4.6. Stock Transfer Taxes . The issue of stock certificates upon exercise of this Warrant shall be
made without charge to the holder for any tax in respect of such issue. The Company shall not, however, be
required to pay any tax which may be payable in respect of any transfer involved in the issue and delivery of
shares in any name other than that of the holder of this Warrant, and the Company shall not be required to issue
or deliver any such stock certificate unless and until the person or persons requesting the issue thereof shall have
paid to the Company the amount of such tax or shall have established to the satisfaction of the Company that
such tax has been paid.
5. Notices to Warrant Holders .
5.1. Certificate as to Adjustments . Upon the occurrence of each adjustment or readjustment of
the Current Warrant Price, the Company, at its expense, shall promptly compute such adjustment or
readjustment in accordance with the terms hereof and prepare and furnish to the Holder of this Warrant a
certificate setting forth such adjustment or readjustment and showing in detail the facts upon which such
adjustment or readjustment is based. The Company shall, upon the written request at any time of the Holder of
this Warrant, furnish or cause to be furnished to such Holder a like certificate setting forth (i) such adjustments
and readjustments, (ii) the Current Warrant Price at the time in effect and (iii) the number of shares of Common
Stock and the amount, if any, or other property which at the time would be received upon the exercise of
Warrants owned by such Holder.
5.2. Notice of Corporate Action . If at any time:
(a) the Company shall take a record of the holders of its Common Stock for the purpose
of entitling them to receive a dividend (other than a cash dividend payable out of earnings or earned surplus
legally available for the payment of dividends under the laws of the jurisdiction of incorporation of the Company)

------------------------------

=== THE TASKS ===
(1) Copy the warrant text word for word, everything from "4.6. Stock Transfer" down to "Warrant Holders .".
(2) Pick up the warrant text at the point where it stops and carry it on.
The lines that come after this warrant text have no part in this.

------------------------------

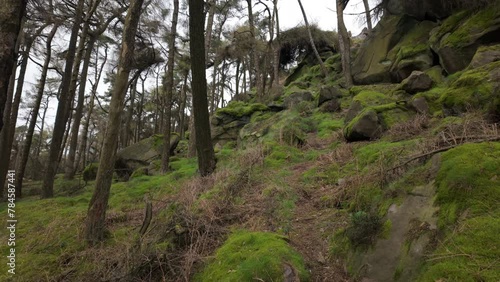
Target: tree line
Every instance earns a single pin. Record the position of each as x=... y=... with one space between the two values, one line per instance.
x=155 y=70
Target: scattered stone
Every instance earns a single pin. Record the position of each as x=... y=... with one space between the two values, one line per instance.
x=328 y=94
x=420 y=105
x=297 y=97
x=485 y=55
x=365 y=126
x=417 y=82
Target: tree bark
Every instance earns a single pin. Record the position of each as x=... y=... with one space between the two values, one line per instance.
x=63 y=108
x=169 y=89
x=204 y=148
x=344 y=44
x=71 y=164
x=81 y=157
x=311 y=41
x=96 y=215
x=368 y=15
x=23 y=157
x=11 y=14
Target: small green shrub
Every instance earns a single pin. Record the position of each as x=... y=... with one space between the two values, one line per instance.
x=253 y=256
x=90 y=172
x=364 y=228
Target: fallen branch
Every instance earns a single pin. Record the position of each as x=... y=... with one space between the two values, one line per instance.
x=495 y=138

------------------------------

=== FINAL ANSWERS ===
(1)
4.6. Stock Transfer Taxes . The issue of stock certificates upon exercise of this Warrant shall be
made without charge to the holder for any tax in respect of such issue. The Company shall not, however, be
required to pay any tax which may be payable in respect of any transfer involved in the issue and delivery of
shares in any name other than that of the holder of this Warrant, and the Company shall not be required to issue
or deliver any such stock certificate unless and until the person or persons requesting the issue thereof shall have
paid to the Company the amount of such tax or shall have established to the satisfaction of the Company that
such tax has been paid.
5. Notices to Warrant Holders .

(2)
or other distribution, or any right to subscribe for or purchase any evidences of its indebtedness, any shares of
stock of any class or any other securities or property, or to receive any other right, or
(b) there shall be any capital reorganization of the Company, any reclassification or
recapitalization of the capital stock of the Company or any consolidation or merger of the Company with, or any
sale, transfer or other disposition of all or substantially all the property, assets or business of the Company to,
another corporation, or
(c) there shall be a voluntary or involuntary dissolution, liquidation or winding up of the
then, in any one or more of such cases, the Company shall give to the Holder (subject to the Holder’s execution
of a reasonable confidentiality agreement) (i) at least 10 days’ prior written notice of the record date for such
dividend, distribution or right or for determining rights to vote in respect of any such reorganization,
reclassification, merger, consolidation, sale, transfer, disposition, dissolution, liquidation or winding up, and (ii) in
the case of any such reorganization, reclassification, merger, consolidation, sale, transfer, disposition, dissolution,
liquidation or winding up, at least 10 days’ prior written notice of the date when the same shall take place. Such
notice in accordance with the foregoing clause also shall specify (i) the record date for such dividend, distribution
or right, the date on which the holders of Common Stock shall be entitled to any such dividend, distribution or
right, and the amount and character thereof, and (ii) the date on which any such reorganization, reclassification,
merger, consolidation, sale, transfer, disposition, dissolution, liquidation or winding up is to take place and the
time, if any such time is to be fixed, as of which the holders of Common Stock shall be entitled to exchange their
shares of Common Stock for securities or other property deliverable upon such reorganization, reclassification,
merger, consolidation, sale, transfer, disposition, dissolution, liquidation or winding up. Each such written notice
shall be sufficiently given if addressed to the Holder at the last address of the Holder appearing on the books of
the Company and delivered in accordance with Section 13.2.
5.3. No Rights as Stockholder . This Warrant does not entitle the Holder to any voting or other
rights as a stockholder of the Company prior to exercise and payment for the Warrant Price in accordance with
the terms hereof.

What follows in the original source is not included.